▶ Dataset records:
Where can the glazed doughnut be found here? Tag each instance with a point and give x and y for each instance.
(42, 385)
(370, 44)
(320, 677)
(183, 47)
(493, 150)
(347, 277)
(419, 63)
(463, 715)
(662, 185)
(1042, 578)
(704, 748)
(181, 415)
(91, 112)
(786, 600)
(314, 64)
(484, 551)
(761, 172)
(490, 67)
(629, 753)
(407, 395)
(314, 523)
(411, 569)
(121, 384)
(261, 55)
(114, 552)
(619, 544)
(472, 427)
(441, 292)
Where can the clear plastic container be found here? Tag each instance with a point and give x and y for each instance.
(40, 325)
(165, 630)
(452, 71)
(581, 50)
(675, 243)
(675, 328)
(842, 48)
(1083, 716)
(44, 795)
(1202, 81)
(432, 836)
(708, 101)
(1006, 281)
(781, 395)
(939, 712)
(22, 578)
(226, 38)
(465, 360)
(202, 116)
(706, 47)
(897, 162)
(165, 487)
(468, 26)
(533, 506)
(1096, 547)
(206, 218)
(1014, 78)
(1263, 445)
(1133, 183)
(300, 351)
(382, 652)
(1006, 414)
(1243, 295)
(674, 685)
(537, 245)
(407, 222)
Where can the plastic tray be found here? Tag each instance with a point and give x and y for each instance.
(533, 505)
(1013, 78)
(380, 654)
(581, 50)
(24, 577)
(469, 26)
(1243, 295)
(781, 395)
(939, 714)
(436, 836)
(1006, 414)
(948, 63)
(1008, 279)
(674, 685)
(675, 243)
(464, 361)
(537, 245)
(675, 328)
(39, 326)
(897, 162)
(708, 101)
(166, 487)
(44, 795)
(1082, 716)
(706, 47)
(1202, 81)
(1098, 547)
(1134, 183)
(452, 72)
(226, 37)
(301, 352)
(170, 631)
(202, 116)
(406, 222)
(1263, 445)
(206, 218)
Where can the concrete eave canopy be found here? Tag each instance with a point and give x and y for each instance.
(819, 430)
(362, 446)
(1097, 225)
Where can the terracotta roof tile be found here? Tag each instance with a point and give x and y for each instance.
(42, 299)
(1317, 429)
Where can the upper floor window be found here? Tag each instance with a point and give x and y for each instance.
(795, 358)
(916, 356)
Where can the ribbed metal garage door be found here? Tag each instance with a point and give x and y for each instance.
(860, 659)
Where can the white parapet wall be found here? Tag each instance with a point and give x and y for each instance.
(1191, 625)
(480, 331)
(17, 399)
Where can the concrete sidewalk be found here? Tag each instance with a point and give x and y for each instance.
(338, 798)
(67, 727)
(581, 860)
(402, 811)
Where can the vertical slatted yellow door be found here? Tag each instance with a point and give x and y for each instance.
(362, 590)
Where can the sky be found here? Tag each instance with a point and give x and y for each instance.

▶ Work to complete: Output the records above in their entirety, exactly.

▶ Correct response:
Where can the glazed doughnut be found here? Tag each instance with a point and give x and y for each instance.
(42, 385)
(370, 44)
(320, 677)
(183, 47)
(493, 150)
(347, 277)
(419, 63)
(463, 715)
(662, 185)
(1042, 578)
(704, 748)
(181, 415)
(91, 112)
(786, 600)
(314, 64)
(484, 551)
(761, 172)
(490, 67)
(629, 753)
(407, 395)
(314, 523)
(411, 569)
(121, 384)
(261, 55)
(114, 552)
(619, 544)
(472, 427)
(441, 292)
Where can the clear plastic container be found here? Tag each instance with a point and give x and y for each instance.
(40, 325)
(165, 630)
(452, 71)
(581, 50)
(675, 243)
(675, 328)
(842, 48)
(1083, 716)
(44, 795)
(1202, 81)
(432, 836)
(708, 101)
(1006, 281)
(781, 395)
(939, 712)
(22, 578)
(226, 38)
(465, 360)
(202, 116)
(706, 47)
(897, 162)
(165, 487)
(468, 26)
(533, 506)
(1096, 547)
(206, 218)
(1014, 78)
(1263, 445)
(1133, 183)
(300, 351)
(382, 652)
(1006, 414)
(1243, 295)
(674, 685)
(537, 245)
(407, 222)
Where can the plastic tray be found here? Tag each instance with a point and give x and y for each instance.
(533, 505)
(1013, 78)
(380, 654)
(581, 50)
(24, 577)
(469, 26)
(1243, 295)
(781, 395)
(939, 714)
(436, 836)
(1006, 414)
(948, 63)
(1008, 279)
(674, 685)
(675, 243)
(464, 361)
(537, 245)
(675, 328)
(39, 326)
(897, 162)
(708, 101)
(166, 487)
(44, 795)
(1082, 716)
(706, 47)
(1202, 81)
(1098, 547)
(1134, 183)
(452, 72)
(226, 37)
(301, 352)
(170, 631)
(202, 116)
(406, 222)
(1263, 445)
(206, 218)
Where can the concrete eave canopy be found here? Tag each instance with a point and give x and y for each instance.
(819, 430)
(362, 446)
(1097, 225)
Where can the terracotta roof tile be found here? Tag each instance with a point and give x and y for each instance.
(42, 299)
(1317, 429)
Where can the upper floor window be found here? Tag each instance with a point and give x and y for each instance.
(795, 358)
(916, 356)
Where can the ribbed metal garage door be found here? Tag each instance with a point and give x and y for each instance.
(860, 659)
Where can the white parapet wall be found here? Tag each instance with a point and give x and y for each instance.
(1191, 625)
(480, 331)
(17, 399)
Where can the concrete sidewalk be found here? Tag each instance with a point and give x and y for each instance.
(338, 798)
(67, 727)
(581, 860)
(402, 811)
Where can the vertical slatted yellow door be found here? Tag each instance with a point and give x and y for each instance.
(362, 590)
Where can the sky be found here? Tag each instance with a point and give x and y for each instance.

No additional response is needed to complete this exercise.